_Exercise details_
From the entries below, pull out each line where "named" appears.

_Extracted records_
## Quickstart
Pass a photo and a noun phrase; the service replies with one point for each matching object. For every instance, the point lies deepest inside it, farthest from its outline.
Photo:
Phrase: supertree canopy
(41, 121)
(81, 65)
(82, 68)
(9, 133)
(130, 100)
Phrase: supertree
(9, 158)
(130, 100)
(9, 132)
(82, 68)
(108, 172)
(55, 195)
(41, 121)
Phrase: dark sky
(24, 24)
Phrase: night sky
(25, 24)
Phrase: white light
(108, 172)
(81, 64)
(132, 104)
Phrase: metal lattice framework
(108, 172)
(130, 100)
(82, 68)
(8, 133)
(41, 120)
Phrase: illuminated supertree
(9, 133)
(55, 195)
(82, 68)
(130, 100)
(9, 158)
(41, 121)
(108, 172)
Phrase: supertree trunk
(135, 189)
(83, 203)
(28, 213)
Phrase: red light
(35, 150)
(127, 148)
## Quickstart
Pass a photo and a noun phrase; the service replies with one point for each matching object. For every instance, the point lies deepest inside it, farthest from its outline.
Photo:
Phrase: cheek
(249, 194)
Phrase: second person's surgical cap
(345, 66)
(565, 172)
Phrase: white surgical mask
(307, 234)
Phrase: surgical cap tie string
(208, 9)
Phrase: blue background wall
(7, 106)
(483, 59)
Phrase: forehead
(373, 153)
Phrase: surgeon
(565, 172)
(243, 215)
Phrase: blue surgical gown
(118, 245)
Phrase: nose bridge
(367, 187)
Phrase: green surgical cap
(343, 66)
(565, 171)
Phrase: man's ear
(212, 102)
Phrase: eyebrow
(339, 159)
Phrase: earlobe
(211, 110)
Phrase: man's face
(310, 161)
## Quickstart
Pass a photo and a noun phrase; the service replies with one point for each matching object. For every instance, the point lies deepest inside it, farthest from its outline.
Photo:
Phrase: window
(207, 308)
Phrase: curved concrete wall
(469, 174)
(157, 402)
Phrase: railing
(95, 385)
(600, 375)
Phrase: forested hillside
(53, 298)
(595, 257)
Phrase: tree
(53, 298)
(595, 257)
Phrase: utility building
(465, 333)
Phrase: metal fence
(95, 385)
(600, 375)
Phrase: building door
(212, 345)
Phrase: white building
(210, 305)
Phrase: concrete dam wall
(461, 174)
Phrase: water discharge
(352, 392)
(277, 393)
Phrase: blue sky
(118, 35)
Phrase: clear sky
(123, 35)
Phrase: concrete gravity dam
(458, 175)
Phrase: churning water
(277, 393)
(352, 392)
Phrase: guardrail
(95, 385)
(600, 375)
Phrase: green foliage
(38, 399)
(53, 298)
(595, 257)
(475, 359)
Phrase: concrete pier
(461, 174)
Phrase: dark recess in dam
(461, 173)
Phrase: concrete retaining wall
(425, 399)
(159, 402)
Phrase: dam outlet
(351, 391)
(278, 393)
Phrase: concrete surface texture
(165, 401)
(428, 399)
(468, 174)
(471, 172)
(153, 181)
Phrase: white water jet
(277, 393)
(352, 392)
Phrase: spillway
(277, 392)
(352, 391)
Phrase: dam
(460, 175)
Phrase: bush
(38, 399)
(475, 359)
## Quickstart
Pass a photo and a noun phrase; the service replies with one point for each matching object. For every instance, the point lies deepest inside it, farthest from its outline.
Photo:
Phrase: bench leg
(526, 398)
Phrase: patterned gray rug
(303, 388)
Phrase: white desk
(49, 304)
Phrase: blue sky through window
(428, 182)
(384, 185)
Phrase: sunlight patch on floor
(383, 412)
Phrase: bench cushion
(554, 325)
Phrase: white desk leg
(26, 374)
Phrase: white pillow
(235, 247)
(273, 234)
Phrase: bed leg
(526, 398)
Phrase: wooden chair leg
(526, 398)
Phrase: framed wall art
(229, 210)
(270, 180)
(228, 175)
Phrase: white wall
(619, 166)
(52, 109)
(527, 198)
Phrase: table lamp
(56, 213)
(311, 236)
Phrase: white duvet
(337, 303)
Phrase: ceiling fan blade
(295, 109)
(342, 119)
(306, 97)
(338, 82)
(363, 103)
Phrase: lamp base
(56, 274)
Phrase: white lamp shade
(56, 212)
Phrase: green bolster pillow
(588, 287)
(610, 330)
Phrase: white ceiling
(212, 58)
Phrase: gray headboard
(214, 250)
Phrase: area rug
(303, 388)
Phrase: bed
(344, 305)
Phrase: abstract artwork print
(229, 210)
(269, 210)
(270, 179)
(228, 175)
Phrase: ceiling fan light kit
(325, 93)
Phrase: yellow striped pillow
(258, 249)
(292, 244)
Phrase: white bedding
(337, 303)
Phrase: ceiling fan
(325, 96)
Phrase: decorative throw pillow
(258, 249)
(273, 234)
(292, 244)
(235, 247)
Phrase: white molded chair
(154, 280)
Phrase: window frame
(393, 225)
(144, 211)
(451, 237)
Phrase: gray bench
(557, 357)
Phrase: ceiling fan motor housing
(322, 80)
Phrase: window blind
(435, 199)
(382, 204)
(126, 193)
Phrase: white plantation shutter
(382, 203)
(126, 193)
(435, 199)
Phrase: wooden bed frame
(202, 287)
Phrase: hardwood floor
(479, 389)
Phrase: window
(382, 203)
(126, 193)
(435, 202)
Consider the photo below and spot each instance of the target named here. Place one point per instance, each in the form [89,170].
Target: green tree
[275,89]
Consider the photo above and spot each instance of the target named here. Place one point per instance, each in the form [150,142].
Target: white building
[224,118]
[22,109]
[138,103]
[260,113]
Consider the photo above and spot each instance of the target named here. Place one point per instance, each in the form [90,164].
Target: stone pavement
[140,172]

_Output_
Consider the photo below and spot each instance of the target named here. Place one point per instance, each in the form [89,170].
Consider the photo above and spot each instance of the target named here. Place one point per instance, each in the form [150,142].
Consider the photo above and spot each instance of the target named here. Place one point per instance, each in the form [90,164].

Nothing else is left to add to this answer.